» **Exercise set**:
A – In the capital gains tax piece, in what year was the levy introduced?
B – Condense the paragraph of the capital gains tax piece that begins "The entrepreneur, of course," into a shorter version that keeps its main points.

» **Reading text**:
-------------------------

At times like these, you can forgive us entrepreneurs for wondering who our friends are. No sooner do we say goodbye to a Labour government which cut capital gains tax to its lowest level since the levy's introduction in 1965 than the Conservative-led successor threatens in tomorrow's emergency Budget to raise the charge to its highest rate for quarter of a century. But to date all the discussion has centred on the likely increase in CGT on shares and second homes. The plans for taxing gains on business assets sold by entrepreneurs, their share-holding staff and their backers have been largely overlooked.
The entrepreneur, of course, is the risk-taker who actually starts and builds the business which, if it succeeds, will go on to support staff, lawyers, accountants, PR men, bankers, private equity people and an army of other professionals – as well as contribute to the financial well-being of the rest of the population via corporation and employment taxes. Entrepreneurs should be encouraged and feted as the drivers of the UK economy. We need enterprise to get us out of recession, to lead recovery. Who ever heard of a free market nation that taxed and cut its way to growth? So you might think that the very last thing anyone would want to do right now would be to increase the rate of tax on entrepreneurs and damage the prospects for growth and jobs.
So far the new coalition has failed to give any undertaking that taxes on business assets will be held at the current 18 per cent rate – let alone at 10 per cent, which had prevailed under Labour before the private equity boys fouled the nest for everyone else by finding a way to convert their carried interest into capital. Instead, it's been the payment of lip service as usual towards the wealth creators who are needed to rebuild the economy. "I understand the importance of encouraging entrepreneurship in our country," says David Cameron. That's pretty much what every Prime Minister has said over the last 30 years but with consistently disappointing follow-up.

-------------------------

» **Dataset rows**:
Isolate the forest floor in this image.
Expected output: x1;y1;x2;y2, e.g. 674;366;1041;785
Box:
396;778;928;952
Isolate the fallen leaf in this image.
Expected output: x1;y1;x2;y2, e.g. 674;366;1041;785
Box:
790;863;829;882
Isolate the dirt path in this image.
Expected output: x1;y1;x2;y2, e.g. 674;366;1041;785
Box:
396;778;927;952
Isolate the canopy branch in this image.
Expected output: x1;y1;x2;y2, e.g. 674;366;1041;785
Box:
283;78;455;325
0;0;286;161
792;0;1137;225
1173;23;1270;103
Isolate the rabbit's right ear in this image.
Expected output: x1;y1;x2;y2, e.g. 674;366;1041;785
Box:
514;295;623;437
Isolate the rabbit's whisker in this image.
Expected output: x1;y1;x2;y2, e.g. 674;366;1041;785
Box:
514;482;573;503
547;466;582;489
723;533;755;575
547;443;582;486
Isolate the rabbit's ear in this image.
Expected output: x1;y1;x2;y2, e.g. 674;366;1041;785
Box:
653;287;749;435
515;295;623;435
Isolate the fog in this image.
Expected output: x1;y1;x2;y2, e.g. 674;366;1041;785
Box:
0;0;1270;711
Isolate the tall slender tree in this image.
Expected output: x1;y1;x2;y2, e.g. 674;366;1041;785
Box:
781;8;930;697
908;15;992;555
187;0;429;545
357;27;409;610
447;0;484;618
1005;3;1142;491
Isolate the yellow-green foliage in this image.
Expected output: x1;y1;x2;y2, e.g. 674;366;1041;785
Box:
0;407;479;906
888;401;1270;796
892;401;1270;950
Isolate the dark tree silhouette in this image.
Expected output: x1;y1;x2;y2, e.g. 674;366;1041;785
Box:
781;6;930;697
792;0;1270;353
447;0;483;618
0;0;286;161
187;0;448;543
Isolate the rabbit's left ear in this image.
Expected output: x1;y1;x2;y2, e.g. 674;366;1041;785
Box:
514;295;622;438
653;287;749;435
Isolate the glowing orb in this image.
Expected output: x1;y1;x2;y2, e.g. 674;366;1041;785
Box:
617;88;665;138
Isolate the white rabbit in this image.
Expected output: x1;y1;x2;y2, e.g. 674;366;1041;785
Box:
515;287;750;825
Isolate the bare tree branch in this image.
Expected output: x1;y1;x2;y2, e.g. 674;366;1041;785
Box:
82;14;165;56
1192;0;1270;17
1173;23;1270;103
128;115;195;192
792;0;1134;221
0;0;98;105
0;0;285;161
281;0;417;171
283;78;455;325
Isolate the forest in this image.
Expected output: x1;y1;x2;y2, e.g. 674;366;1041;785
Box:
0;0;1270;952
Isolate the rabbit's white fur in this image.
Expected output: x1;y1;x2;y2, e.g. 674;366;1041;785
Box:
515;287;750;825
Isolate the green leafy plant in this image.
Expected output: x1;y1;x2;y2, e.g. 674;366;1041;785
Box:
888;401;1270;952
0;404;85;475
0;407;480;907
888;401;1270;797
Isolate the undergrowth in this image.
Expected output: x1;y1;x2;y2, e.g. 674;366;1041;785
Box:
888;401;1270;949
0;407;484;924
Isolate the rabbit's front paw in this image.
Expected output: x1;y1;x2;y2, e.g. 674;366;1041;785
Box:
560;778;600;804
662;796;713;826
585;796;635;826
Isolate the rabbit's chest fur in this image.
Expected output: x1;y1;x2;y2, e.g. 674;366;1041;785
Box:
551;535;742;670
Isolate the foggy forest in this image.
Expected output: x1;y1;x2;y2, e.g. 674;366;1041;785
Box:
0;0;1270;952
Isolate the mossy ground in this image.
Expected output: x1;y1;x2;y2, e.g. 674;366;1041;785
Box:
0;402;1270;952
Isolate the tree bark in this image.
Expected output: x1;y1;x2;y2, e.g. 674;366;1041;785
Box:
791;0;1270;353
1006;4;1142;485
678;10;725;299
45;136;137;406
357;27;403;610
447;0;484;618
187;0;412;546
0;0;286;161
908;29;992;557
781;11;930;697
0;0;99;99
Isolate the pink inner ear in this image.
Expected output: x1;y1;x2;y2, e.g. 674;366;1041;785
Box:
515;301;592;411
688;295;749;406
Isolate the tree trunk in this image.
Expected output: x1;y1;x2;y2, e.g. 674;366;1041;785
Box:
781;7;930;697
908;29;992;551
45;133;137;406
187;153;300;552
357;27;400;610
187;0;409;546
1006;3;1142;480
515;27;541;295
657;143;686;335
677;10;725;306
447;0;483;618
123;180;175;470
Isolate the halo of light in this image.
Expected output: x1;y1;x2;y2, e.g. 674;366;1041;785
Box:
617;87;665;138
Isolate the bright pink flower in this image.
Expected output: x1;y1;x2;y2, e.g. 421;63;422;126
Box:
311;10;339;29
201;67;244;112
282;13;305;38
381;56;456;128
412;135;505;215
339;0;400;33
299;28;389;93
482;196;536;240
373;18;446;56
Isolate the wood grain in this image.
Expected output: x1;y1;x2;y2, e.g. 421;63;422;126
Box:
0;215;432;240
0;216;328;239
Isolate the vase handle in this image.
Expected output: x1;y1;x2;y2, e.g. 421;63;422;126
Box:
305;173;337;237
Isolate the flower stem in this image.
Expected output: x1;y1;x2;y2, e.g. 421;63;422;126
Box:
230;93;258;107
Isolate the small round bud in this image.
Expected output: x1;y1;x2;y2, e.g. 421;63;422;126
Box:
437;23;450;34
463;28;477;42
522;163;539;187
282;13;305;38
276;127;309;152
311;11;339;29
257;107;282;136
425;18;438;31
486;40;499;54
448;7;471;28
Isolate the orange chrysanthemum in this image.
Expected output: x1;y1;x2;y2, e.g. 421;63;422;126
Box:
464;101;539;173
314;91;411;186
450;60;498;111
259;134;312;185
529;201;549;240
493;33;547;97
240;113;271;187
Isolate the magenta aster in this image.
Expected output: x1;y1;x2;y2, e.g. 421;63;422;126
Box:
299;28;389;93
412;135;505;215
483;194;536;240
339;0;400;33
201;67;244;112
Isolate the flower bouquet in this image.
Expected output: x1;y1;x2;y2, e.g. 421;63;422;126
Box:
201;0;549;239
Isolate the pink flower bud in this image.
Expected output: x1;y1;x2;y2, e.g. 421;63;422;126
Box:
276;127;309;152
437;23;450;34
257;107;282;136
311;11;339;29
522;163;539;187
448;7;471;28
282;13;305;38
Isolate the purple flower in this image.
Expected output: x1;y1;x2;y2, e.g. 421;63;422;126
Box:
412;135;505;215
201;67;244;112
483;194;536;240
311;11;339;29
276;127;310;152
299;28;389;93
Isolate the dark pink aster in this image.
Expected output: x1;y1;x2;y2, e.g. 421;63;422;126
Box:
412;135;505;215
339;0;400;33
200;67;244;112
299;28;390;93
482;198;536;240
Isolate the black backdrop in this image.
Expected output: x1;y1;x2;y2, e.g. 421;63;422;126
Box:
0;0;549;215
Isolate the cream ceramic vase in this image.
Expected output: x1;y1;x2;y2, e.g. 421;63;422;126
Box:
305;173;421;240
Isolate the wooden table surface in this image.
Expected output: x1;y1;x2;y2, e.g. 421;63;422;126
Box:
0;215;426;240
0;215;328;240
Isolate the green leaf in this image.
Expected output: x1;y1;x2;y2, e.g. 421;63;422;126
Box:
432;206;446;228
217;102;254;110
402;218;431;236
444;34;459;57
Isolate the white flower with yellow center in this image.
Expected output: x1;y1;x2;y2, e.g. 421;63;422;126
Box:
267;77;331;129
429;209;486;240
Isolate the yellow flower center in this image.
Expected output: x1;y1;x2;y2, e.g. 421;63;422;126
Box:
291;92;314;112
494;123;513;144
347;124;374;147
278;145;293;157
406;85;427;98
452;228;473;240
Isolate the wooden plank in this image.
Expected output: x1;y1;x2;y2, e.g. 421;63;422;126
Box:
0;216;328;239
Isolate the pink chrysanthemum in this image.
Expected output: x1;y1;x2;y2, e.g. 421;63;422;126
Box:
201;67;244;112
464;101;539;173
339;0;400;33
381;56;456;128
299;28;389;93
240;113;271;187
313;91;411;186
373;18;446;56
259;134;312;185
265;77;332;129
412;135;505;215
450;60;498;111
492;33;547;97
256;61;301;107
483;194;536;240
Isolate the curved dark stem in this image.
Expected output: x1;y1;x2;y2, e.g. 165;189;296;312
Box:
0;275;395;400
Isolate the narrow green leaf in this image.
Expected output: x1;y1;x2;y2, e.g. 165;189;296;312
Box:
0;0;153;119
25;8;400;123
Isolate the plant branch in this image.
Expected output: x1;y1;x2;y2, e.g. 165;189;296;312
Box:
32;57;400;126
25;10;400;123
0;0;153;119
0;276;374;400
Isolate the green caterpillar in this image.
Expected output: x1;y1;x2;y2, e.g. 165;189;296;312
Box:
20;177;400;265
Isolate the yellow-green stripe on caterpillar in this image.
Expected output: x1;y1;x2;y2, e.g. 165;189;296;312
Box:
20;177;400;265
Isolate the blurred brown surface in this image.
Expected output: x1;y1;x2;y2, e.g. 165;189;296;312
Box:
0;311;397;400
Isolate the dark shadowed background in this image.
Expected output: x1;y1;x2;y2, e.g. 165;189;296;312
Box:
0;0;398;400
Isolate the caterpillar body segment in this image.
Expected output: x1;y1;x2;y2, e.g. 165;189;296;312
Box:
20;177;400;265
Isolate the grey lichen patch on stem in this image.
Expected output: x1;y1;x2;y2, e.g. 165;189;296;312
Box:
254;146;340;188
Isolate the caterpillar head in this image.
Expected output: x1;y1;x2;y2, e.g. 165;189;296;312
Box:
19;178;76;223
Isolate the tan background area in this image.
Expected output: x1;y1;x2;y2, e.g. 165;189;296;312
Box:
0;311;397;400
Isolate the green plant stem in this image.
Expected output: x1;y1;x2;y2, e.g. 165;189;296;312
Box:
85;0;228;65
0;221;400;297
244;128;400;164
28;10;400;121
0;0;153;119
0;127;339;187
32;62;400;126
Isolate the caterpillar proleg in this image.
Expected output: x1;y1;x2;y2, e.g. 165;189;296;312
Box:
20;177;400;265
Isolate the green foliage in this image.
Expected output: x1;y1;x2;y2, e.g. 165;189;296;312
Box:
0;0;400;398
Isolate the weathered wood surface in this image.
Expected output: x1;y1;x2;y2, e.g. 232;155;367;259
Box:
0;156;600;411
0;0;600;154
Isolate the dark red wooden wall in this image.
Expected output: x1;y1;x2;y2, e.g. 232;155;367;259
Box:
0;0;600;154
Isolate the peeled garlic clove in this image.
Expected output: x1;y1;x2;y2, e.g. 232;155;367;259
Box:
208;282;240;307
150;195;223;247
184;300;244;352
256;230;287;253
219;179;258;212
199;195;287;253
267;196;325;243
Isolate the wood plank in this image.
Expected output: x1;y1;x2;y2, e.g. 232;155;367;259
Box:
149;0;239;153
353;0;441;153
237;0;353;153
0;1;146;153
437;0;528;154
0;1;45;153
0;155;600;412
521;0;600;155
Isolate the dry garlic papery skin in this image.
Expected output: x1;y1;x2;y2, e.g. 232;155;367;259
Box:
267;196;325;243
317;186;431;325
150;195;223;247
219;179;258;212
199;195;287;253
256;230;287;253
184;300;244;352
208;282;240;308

-------------------------

» **The responses**:
A – 1965

B – The entrepreneur takes the risk of starting and building a business that, if it succeeds, supports staff and many professionals and contributes to everyone else through corporation and employment taxes. Entrepreneurs drive the UK economy and are needed to lead recovery from recession, so raising their tax rate now would harm growth and jobs.